- **PROBLEM STATEMENT**: The word to find is "shaggy". Copy each line of the material that contains it.

=== Section Start ===

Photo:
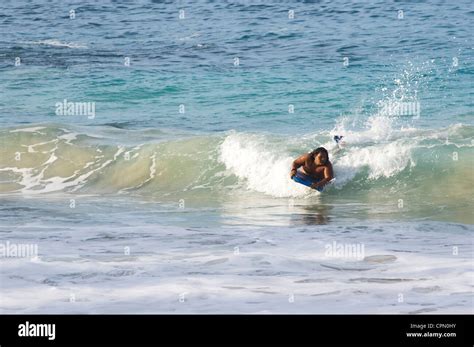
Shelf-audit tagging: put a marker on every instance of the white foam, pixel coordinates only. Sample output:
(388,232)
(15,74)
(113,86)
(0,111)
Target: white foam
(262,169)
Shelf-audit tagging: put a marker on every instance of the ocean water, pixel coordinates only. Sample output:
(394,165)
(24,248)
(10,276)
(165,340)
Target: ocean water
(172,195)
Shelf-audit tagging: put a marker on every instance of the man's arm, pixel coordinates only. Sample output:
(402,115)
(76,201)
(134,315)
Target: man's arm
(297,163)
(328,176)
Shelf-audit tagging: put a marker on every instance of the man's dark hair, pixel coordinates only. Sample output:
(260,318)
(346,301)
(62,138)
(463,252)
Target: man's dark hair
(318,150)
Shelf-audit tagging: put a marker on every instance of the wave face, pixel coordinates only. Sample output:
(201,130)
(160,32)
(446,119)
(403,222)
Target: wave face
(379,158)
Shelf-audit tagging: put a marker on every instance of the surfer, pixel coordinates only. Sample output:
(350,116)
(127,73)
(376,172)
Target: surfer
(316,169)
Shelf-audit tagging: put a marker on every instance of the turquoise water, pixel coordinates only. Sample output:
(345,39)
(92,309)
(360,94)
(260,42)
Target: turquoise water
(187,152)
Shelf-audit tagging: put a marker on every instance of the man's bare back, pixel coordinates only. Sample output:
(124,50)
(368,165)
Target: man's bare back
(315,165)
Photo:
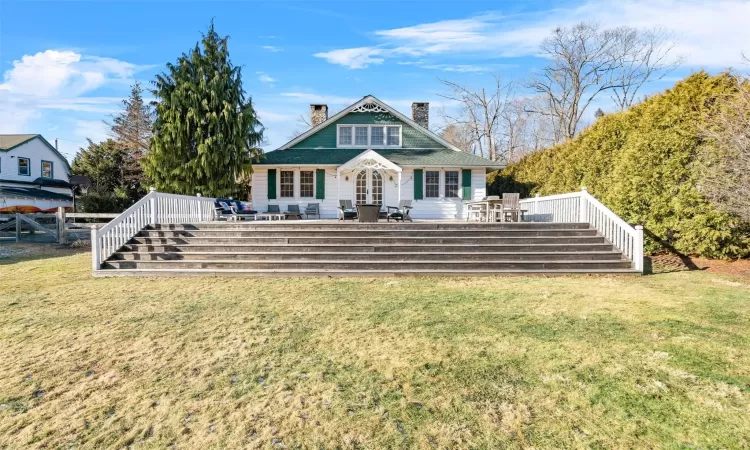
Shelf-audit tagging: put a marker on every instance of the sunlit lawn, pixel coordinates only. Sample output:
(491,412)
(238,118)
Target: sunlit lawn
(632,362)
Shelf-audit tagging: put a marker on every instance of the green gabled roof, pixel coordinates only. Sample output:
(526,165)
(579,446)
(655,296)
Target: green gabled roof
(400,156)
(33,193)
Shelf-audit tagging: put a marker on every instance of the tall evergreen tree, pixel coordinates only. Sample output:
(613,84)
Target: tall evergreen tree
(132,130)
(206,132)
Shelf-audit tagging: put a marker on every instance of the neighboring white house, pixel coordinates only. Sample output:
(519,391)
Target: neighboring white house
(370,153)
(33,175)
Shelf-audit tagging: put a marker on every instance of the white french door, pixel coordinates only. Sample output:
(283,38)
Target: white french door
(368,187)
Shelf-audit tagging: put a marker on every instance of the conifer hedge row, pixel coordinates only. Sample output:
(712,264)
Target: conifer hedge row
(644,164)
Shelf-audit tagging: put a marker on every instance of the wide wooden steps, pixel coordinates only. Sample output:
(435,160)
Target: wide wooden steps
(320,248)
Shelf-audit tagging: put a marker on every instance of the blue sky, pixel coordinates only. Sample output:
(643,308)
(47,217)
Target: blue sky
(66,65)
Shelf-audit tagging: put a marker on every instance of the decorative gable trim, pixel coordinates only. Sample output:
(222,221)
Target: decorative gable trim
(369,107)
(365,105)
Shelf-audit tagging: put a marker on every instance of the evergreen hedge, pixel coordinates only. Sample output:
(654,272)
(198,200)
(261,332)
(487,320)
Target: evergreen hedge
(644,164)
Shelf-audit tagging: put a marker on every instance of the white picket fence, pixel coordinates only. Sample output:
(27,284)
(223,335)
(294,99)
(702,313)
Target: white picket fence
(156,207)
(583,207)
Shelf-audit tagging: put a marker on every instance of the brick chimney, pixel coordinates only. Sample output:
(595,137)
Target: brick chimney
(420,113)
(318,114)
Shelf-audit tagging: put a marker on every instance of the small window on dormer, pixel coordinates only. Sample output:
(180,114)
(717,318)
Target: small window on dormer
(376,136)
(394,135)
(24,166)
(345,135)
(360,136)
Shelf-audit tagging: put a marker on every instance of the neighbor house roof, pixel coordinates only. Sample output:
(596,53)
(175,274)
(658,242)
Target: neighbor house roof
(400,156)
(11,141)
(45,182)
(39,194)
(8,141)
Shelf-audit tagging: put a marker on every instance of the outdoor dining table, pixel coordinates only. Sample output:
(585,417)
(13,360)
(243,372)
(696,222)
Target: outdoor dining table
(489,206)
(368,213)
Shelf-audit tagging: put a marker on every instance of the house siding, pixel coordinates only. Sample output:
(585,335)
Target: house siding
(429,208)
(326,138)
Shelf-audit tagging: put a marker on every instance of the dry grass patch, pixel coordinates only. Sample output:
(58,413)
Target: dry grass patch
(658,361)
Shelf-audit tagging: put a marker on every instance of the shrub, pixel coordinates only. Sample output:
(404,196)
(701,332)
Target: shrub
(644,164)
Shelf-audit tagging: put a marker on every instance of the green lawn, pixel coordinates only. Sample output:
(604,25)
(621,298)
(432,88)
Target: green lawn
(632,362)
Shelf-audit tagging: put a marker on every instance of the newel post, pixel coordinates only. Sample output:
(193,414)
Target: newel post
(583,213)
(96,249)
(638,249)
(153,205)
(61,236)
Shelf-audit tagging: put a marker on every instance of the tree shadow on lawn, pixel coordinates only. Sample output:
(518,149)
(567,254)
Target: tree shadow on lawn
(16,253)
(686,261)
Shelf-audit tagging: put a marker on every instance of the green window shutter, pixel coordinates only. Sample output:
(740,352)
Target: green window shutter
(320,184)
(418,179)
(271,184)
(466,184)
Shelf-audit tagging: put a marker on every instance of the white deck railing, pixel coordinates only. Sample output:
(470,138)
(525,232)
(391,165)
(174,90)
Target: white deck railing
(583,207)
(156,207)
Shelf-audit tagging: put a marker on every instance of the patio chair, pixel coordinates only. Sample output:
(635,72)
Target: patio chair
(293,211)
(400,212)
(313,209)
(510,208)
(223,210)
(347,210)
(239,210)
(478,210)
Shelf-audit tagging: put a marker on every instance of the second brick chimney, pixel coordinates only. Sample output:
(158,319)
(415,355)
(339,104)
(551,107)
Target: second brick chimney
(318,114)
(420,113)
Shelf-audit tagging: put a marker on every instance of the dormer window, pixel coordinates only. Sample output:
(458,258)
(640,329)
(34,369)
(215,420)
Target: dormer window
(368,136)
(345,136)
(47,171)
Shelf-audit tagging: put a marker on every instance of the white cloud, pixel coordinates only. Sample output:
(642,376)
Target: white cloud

=== Section End ===
=== Section Start ===

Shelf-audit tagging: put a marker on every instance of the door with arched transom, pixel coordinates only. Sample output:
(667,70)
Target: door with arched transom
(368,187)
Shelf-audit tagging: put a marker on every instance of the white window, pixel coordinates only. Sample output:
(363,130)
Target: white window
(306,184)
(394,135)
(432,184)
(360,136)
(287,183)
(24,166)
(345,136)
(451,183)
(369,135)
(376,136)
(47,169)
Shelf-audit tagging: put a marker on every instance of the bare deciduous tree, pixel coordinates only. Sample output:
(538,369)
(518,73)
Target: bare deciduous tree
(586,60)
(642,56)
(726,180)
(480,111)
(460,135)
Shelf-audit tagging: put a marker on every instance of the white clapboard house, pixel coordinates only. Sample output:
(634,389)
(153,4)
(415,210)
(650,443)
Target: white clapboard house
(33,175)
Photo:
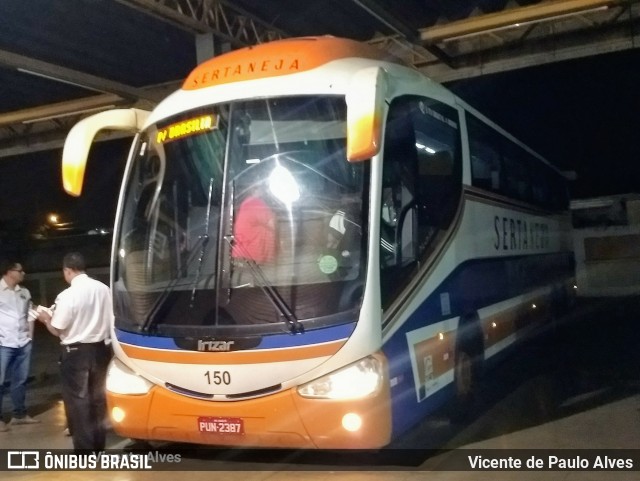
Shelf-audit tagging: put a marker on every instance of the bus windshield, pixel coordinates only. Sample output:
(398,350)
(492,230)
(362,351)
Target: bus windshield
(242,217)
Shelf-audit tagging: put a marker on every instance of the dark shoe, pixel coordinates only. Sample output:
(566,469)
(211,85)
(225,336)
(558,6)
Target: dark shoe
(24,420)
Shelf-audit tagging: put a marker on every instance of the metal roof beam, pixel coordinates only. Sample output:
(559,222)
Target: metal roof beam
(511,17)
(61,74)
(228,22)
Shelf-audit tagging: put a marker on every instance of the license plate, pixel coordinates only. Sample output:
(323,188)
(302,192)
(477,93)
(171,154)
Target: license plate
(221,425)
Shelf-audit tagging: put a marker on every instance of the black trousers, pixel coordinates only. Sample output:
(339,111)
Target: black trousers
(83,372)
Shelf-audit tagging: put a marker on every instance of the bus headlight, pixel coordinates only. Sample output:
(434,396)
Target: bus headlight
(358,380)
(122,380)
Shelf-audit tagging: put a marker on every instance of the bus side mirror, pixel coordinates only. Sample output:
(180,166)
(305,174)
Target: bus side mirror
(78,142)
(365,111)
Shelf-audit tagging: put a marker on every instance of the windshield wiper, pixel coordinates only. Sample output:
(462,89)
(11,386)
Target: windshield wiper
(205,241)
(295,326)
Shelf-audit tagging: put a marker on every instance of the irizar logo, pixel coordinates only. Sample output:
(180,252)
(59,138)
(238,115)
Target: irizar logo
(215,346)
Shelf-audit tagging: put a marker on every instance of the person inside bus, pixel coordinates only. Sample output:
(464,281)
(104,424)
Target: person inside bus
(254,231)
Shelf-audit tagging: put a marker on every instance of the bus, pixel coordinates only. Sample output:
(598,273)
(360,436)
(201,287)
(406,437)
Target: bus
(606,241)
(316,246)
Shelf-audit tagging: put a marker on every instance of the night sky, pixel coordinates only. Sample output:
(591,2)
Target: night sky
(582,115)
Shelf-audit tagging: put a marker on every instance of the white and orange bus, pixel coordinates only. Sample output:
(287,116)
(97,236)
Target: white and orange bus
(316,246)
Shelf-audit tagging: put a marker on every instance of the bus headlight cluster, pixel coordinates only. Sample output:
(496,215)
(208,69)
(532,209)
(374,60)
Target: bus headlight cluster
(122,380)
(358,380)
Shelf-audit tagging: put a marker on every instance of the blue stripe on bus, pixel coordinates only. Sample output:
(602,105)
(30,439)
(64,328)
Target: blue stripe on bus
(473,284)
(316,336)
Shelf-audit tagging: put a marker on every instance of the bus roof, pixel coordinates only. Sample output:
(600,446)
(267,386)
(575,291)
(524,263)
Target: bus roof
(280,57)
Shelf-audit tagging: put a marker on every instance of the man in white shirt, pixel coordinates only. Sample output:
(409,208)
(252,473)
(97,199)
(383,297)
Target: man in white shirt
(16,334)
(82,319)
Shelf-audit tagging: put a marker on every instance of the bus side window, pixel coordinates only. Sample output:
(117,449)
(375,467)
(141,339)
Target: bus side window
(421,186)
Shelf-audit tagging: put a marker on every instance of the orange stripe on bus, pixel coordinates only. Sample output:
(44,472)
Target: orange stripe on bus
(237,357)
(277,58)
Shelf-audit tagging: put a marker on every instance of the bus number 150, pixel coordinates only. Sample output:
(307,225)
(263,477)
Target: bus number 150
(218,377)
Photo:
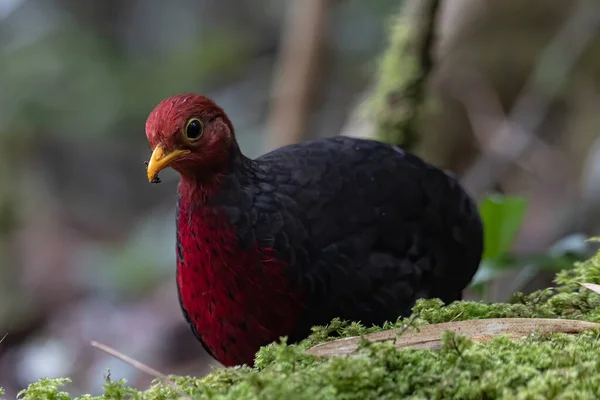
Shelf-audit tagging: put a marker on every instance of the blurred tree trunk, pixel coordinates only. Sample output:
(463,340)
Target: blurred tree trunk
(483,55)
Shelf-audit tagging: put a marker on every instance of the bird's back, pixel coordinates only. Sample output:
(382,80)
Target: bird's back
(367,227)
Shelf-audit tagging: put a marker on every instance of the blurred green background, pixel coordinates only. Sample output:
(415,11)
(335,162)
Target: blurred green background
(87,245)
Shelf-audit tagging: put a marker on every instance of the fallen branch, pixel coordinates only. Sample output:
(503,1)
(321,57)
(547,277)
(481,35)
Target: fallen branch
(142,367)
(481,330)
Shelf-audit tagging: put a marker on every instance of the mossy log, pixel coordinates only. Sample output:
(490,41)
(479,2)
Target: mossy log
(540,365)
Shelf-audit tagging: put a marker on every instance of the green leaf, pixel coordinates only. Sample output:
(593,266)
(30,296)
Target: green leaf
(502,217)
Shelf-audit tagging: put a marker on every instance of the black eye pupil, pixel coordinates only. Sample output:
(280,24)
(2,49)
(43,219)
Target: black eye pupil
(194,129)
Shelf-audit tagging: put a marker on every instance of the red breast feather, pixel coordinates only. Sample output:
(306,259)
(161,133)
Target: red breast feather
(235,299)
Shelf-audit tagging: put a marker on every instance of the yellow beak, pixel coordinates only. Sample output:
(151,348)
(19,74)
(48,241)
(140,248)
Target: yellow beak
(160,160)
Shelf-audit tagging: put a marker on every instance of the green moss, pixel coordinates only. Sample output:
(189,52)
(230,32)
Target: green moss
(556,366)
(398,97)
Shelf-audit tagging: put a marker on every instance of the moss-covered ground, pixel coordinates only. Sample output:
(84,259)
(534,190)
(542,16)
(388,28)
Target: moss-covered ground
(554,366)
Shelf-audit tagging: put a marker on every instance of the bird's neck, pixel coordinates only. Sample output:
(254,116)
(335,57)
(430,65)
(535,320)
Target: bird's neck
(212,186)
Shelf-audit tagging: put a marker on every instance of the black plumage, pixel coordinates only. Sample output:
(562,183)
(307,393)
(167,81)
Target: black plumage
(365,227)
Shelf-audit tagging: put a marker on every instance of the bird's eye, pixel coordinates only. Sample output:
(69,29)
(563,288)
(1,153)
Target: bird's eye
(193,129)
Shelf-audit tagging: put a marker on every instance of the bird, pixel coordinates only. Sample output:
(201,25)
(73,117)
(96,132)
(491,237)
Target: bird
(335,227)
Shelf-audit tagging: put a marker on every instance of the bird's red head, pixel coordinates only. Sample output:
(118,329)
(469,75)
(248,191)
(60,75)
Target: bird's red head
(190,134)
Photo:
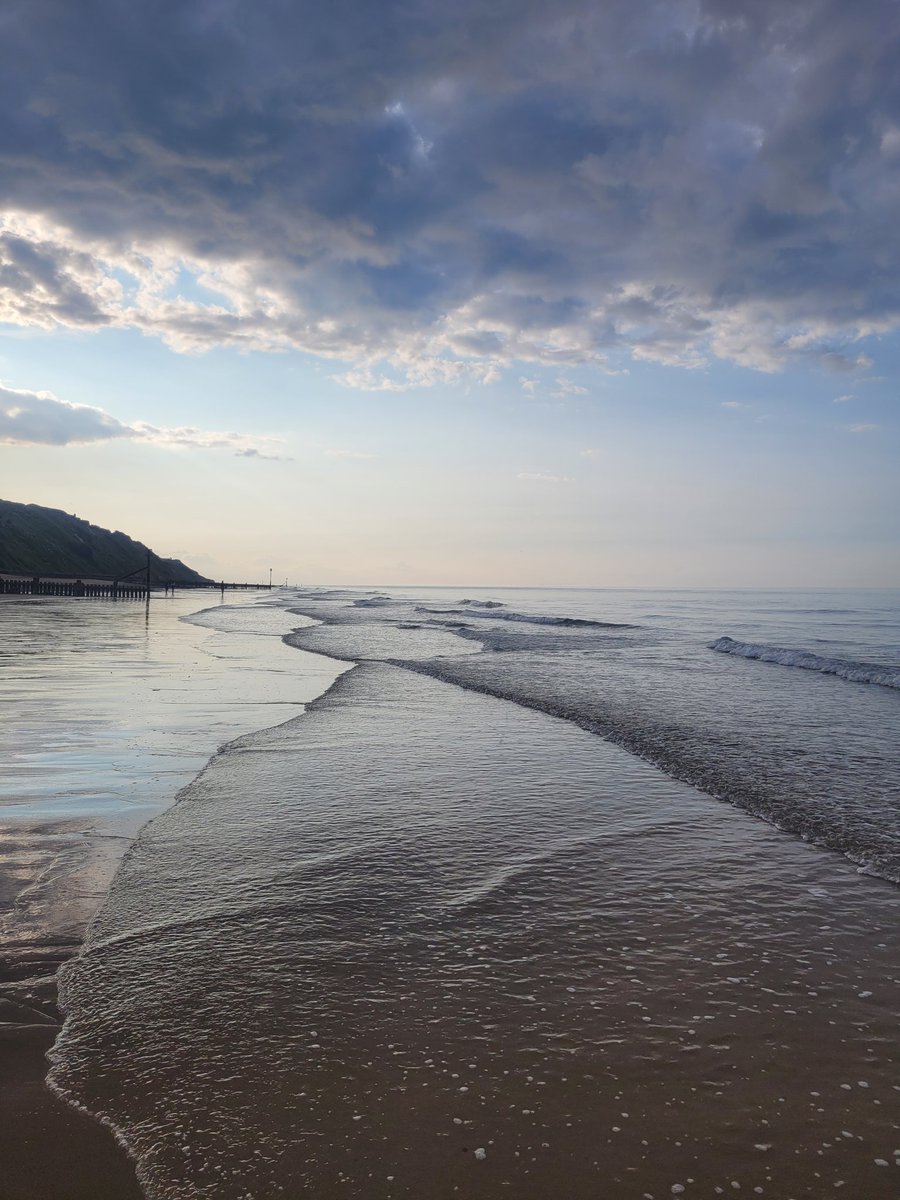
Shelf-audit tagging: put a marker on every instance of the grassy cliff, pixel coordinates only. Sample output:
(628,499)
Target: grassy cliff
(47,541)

=== Section End ===
=== Section Start ===

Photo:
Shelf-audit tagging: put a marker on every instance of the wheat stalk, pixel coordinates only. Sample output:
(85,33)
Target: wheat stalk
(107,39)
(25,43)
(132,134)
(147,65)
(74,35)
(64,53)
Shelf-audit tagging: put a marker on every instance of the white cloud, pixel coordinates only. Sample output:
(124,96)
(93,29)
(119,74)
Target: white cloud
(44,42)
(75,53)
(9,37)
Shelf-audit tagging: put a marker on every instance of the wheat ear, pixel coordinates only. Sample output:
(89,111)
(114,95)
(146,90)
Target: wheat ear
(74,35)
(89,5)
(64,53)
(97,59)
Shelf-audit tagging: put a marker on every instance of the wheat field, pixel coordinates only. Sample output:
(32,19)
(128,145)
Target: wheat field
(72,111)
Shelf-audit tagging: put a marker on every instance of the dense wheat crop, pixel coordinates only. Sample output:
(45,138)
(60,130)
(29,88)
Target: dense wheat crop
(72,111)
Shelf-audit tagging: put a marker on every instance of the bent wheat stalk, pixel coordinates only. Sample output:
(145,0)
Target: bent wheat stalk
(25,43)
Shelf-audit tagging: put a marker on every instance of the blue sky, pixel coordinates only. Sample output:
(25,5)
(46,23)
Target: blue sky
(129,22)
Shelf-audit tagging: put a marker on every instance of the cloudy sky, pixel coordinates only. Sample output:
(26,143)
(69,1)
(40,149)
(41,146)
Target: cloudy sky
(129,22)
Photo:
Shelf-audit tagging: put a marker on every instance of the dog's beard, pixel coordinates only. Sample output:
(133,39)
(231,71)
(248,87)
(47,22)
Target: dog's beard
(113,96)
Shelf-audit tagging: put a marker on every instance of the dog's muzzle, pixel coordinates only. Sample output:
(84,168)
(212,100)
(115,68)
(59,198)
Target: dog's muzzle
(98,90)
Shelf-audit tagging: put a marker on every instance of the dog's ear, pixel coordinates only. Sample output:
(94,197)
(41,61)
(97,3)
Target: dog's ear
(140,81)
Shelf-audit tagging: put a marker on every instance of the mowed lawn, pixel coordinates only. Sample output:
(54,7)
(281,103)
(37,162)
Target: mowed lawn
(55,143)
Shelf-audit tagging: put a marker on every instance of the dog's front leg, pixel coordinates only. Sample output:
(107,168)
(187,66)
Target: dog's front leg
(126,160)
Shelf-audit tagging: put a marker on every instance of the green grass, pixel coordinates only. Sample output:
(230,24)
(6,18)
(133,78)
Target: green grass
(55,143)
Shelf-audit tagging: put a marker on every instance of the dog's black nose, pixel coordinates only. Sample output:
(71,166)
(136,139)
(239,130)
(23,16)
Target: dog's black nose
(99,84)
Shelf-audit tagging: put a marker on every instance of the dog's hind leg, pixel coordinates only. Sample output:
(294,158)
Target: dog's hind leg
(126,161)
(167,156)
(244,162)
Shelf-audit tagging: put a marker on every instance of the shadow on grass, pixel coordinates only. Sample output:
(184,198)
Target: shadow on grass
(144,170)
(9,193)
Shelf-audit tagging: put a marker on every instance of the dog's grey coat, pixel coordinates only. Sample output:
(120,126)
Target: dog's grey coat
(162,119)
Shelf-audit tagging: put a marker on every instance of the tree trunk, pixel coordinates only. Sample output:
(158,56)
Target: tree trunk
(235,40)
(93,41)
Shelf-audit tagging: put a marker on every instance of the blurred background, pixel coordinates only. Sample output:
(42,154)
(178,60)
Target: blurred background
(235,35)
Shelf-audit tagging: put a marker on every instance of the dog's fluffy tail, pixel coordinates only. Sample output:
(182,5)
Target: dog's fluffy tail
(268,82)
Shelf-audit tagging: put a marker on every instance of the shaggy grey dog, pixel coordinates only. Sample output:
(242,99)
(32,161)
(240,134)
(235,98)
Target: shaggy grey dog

=== Section End ===

- **PROBLEM SOLUTION**:
Shelf-audit tagging: put a marker on every instance of the shaggy grey dog, pixel coordinates only. Sample output:
Target: shaggy grey dog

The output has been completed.